Set exercise >> Reproduce word for word everything from the line containing "of the floral" down to the end of the records, including both of those ends.
= = = =
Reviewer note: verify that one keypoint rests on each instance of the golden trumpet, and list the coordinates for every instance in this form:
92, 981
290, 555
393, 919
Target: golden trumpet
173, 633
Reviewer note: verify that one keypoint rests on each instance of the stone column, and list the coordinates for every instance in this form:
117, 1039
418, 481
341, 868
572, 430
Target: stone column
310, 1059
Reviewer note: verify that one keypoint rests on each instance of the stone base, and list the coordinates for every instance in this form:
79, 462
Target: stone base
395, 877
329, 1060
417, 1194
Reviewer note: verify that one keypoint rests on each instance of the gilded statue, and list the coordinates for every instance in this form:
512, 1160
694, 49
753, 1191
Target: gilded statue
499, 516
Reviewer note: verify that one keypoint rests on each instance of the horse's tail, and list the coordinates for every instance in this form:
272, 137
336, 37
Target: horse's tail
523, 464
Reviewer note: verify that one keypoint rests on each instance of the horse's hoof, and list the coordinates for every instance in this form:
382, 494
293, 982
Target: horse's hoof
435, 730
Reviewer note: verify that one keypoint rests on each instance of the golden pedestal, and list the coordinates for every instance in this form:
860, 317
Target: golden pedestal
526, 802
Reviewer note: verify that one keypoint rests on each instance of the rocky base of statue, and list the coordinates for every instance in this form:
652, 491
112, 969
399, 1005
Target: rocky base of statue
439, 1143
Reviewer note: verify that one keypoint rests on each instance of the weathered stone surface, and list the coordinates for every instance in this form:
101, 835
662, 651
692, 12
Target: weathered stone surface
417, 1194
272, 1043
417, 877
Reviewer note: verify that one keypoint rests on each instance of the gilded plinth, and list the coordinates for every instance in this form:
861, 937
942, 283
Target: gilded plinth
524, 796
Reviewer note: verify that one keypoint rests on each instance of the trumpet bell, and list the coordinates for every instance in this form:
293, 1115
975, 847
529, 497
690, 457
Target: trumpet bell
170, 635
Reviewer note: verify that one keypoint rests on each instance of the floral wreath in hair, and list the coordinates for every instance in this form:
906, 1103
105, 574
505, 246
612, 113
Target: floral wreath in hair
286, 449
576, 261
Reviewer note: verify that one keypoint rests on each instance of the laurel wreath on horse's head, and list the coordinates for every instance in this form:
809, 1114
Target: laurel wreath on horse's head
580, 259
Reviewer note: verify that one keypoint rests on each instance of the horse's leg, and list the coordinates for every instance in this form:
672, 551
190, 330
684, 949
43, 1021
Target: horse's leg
= = = =
Full answer >>
Reviewer note: verify that one keypoint rests on each instance of the floral wreath in hair, and list the coordinates for every instance in this form:
906, 1103
105, 574
505, 246
612, 113
Target: floral wreath in hair
286, 449
576, 261
Reviewer note: verify that one keypoint rests on each instance of the laurel wreath on horse's head, and list the coordinates for every instance in this form:
809, 1114
Target: laurel wreath on horse's head
580, 259
Reviewer note: verify that one keypoint rests on each instance of the horse's leg, and list the coordinates for every instance in this form:
672, 551
190, 330
684, 949
43, 1021
Target: horse's leg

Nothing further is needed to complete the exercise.